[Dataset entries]

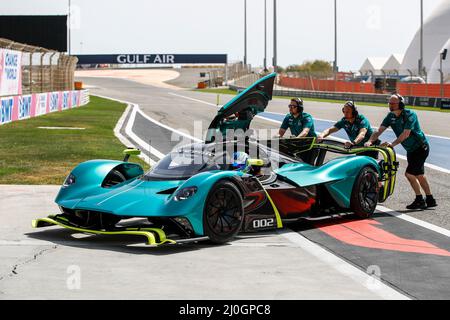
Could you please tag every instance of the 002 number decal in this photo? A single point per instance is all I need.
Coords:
(263, 223)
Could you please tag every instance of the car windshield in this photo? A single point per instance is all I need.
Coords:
(183, 163)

> What you are asked to do
Write out exactly the lines from the line holding "Could you please tag every instance of the car" through the last line of the data, and nothing besides those lines.

> Task output
Could you please tag every instance of the car windshield in this photo? A single point per instance is all I need.
Coords:
(183, 163)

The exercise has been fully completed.